[Your instructions] Output exactly, please, the lines of the records below from the one containing "of the faucet" through the final line.

Coordinate annotation entries:
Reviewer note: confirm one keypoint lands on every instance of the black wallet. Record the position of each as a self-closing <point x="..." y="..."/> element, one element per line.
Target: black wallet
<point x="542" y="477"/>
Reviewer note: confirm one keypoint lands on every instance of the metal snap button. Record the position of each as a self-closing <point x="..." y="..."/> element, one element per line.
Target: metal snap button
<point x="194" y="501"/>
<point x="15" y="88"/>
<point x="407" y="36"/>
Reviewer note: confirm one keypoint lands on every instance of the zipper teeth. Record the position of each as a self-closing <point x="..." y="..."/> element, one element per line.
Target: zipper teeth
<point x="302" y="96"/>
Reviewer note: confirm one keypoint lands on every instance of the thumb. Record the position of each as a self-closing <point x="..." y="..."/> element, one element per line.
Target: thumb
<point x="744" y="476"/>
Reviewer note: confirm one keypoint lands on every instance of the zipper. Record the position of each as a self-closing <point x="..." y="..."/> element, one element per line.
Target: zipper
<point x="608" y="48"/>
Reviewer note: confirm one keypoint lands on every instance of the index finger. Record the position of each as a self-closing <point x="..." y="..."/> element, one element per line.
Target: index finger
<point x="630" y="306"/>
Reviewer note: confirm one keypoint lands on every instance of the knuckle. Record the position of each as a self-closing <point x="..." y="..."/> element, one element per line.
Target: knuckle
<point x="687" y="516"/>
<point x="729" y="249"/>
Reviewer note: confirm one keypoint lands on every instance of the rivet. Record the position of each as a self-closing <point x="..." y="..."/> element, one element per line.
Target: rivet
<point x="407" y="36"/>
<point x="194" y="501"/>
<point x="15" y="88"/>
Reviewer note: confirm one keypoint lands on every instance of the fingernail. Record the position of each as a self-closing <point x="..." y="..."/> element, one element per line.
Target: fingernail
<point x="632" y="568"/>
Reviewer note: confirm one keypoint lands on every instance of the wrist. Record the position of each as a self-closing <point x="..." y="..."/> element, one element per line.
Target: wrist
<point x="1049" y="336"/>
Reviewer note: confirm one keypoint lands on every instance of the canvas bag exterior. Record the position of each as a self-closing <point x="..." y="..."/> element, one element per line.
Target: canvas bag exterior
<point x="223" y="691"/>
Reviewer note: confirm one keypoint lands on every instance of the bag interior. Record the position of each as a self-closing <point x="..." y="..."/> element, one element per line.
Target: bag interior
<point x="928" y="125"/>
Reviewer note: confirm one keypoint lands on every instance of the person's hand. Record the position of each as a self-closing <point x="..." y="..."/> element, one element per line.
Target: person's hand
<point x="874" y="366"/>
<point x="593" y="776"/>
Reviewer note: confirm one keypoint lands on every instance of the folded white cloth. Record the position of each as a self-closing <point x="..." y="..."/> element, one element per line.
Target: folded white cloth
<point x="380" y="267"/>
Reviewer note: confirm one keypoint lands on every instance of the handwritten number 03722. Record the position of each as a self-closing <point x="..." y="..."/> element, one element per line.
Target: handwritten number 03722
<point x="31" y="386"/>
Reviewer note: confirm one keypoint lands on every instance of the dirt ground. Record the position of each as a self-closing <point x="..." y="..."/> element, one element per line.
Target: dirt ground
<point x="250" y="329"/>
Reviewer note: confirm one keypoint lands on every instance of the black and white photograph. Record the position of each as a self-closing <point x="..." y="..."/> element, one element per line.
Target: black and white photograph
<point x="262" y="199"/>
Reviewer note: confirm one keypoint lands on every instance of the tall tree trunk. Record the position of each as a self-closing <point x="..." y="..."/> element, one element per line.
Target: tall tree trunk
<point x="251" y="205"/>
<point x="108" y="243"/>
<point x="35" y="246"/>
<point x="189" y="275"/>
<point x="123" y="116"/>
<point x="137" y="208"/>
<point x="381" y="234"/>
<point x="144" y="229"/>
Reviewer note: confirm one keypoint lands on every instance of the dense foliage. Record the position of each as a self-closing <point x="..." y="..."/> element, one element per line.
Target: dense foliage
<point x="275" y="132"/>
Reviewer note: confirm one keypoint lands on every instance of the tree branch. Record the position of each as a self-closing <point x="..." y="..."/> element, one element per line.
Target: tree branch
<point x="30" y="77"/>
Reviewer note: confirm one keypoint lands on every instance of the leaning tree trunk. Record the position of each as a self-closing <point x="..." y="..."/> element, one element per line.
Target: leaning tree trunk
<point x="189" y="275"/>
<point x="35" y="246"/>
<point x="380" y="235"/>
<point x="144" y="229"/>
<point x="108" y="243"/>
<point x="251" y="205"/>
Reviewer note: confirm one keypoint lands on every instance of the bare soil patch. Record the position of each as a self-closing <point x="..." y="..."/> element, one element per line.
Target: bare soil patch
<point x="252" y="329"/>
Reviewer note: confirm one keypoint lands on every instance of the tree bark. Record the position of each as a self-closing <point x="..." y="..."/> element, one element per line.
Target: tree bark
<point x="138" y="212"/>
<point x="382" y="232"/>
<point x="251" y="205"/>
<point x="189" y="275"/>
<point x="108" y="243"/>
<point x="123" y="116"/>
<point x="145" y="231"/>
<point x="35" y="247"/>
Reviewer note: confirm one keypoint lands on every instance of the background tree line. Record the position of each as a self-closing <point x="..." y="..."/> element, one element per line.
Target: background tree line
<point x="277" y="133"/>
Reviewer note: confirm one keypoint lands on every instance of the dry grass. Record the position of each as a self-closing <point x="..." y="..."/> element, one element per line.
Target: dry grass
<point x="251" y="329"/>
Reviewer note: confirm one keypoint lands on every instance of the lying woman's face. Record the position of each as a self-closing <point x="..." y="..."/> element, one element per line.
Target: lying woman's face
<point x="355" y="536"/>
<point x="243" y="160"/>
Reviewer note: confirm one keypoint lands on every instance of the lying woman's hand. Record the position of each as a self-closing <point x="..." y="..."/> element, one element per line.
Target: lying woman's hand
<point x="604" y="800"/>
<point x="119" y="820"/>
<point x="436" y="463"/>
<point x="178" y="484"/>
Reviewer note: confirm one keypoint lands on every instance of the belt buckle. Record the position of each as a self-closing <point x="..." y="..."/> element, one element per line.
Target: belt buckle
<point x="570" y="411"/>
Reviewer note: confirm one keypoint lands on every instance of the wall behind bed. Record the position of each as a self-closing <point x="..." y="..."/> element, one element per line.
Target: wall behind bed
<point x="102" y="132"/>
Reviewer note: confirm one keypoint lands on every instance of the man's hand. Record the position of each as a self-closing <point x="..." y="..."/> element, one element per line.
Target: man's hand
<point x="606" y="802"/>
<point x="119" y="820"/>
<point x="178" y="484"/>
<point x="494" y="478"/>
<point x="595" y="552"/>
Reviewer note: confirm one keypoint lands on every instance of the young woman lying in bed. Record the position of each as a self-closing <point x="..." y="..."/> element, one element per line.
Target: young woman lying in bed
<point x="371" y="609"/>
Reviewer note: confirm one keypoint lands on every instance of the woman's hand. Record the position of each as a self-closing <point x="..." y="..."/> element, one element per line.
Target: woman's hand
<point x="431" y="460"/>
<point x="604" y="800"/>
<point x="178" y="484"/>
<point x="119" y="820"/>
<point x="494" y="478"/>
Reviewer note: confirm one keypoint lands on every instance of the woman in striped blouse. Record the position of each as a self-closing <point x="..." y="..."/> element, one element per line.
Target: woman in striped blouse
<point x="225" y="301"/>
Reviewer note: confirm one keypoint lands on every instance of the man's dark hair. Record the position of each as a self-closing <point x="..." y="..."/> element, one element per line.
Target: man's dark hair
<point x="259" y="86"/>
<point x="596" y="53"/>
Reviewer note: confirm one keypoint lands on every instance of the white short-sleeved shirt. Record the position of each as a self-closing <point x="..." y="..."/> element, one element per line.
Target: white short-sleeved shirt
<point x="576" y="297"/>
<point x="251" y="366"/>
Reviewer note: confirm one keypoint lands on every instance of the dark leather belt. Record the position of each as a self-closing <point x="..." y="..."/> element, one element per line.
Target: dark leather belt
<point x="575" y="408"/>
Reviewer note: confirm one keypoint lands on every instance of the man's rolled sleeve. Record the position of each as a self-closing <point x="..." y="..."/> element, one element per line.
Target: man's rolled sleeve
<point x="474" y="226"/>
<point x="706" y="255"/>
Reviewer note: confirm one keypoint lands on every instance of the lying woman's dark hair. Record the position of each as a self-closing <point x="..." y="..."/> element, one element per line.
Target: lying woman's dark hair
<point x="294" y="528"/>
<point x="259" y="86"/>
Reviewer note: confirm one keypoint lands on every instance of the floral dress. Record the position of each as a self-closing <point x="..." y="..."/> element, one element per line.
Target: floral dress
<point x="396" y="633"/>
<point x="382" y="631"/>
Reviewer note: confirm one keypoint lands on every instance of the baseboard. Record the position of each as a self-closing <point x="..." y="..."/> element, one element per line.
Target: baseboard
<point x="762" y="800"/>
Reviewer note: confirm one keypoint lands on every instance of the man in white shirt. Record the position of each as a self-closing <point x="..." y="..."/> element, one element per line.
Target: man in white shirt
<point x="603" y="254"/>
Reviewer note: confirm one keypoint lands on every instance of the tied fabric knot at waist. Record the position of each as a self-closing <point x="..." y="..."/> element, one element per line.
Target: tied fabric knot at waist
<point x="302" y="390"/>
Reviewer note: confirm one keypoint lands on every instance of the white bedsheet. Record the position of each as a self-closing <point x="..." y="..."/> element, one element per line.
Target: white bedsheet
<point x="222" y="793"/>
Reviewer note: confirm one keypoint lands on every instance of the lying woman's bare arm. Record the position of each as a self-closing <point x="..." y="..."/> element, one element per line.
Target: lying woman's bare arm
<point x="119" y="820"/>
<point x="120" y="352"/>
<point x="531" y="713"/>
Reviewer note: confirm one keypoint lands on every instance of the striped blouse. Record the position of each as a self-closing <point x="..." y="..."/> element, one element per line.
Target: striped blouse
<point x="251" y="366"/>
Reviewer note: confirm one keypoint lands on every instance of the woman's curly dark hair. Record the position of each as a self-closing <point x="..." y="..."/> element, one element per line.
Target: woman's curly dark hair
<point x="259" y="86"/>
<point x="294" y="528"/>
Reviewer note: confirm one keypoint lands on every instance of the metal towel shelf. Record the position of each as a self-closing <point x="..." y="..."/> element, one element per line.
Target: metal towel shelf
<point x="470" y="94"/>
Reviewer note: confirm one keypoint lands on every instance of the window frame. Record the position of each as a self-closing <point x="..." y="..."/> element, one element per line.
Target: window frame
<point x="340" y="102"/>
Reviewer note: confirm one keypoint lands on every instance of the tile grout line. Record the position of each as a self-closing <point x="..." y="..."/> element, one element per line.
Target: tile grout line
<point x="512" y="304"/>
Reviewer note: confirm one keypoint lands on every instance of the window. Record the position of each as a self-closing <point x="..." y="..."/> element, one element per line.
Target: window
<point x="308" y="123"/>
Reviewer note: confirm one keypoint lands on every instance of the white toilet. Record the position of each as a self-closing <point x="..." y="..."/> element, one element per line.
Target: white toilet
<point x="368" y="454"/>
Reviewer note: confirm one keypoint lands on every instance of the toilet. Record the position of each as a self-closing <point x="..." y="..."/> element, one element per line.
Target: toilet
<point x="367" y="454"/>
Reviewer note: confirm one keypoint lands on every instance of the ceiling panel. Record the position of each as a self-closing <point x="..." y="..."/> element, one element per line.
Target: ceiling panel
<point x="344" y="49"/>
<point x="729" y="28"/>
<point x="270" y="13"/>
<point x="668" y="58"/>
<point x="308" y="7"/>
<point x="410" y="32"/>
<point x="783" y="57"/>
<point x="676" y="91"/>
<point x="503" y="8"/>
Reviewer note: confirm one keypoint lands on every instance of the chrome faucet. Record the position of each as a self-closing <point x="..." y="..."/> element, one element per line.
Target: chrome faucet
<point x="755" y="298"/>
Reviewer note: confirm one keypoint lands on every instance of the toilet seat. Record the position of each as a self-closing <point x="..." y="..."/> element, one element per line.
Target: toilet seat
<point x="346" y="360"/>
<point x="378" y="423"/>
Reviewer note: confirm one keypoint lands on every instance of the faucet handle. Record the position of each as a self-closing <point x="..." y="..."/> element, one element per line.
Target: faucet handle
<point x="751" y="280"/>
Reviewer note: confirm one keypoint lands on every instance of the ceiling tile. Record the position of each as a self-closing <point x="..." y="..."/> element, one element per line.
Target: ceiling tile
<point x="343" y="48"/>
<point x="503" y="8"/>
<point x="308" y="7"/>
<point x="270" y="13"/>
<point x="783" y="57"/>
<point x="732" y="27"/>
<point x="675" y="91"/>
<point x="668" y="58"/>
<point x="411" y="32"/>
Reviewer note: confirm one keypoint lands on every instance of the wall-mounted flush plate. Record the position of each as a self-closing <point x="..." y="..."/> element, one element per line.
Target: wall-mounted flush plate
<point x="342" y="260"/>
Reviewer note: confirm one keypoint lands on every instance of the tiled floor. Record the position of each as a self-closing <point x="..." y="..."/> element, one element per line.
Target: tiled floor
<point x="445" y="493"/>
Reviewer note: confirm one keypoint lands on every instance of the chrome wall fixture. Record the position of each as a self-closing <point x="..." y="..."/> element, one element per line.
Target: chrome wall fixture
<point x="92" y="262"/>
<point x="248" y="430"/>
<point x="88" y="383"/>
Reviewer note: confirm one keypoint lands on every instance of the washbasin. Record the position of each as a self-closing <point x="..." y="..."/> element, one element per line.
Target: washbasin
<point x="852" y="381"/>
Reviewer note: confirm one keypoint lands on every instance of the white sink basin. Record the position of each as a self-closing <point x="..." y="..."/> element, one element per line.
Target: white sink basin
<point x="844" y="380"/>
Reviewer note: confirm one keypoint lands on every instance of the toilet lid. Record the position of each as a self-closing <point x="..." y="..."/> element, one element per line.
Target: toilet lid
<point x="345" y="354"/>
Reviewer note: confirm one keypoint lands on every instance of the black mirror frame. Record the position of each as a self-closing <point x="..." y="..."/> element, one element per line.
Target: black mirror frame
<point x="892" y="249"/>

[Answer to the problem]
Reviewer note: confirm one keypoint lands on every instance of the faucet handle. Record the position of each as a self-closing <point x="..." y="..."/> element, one element per line.
Target: faucet handle
<point x="751" y="280"/>
Reviewer note: confirm one keypoint lands on every instance of the ceiling tile. Record the position of each as a self-closing <point x="..." y="..."/> element, one element per line.
Target: ceiling tile
<point x="343" y="48"/>
<point x="503" y="8"/>
<point x="308" y="7"/>
<point x="270" y="13"/>
<point x="783" y="57"/>
<point x="732" y="27"/>
<point x="675" y="91"/>
<point x="668" y="58"/>
<point x="411" y="32"/>
Reviewer note: confirm one keypoint lands on every instance of the wall-mounted flush plate. Record the position of each as a self-closing <point x="..." y="..."/> element, one element per line.
Target: wall-mounted flush plate
<point x="342" y="260"/>
Reviewer note: confirm one keypoint lands on every instance of the tiled floor. Record the position of each as a self-closing <point x="..." y="..."/> element, one element per line.
Target: tiled floor
<point x="445" y="493"/>
Reviewer note: confirm one keypoint lands on every instance of the chrome wall fixture. Record the position of each as a self-closing <point x="..." y="..."/> element, one element per line.
Target: chrome wall fixture
<point x="92" y="262"/>
<point x="248" y="430"/>
<point x="88" y="383"/>
Reviewer note: confirm one keypoint lands on every instance of the washbasin. Record the position of each as a self-closing <point x="..." y="..."/> element, one element per line.
Target: washbasin
<point x="852" y="381"/>
Reviewer note: confirm one keypoint lands on every instance of the white sink basin. Record the position of each as a self-closing <point x="..." y="..."/> element, one element per line.
Target: white sink basin
<point x="844" y="380"/>
Reviewer note: confirm one keypoint lands on every instance of the toilet lid. Record the position of each as a self-closing <point x="..." y="..."/> element, one element per line.
Target: toilet lid
<point x="345" y="354"/>
Reviewer note: confirm one keypoint lands on every instance of the black mirror frame. Record the position of each as a self-closing <point x="..." y="..."/> element, one element per line.
Target: black mirror frame
<point x="892" y="249"/>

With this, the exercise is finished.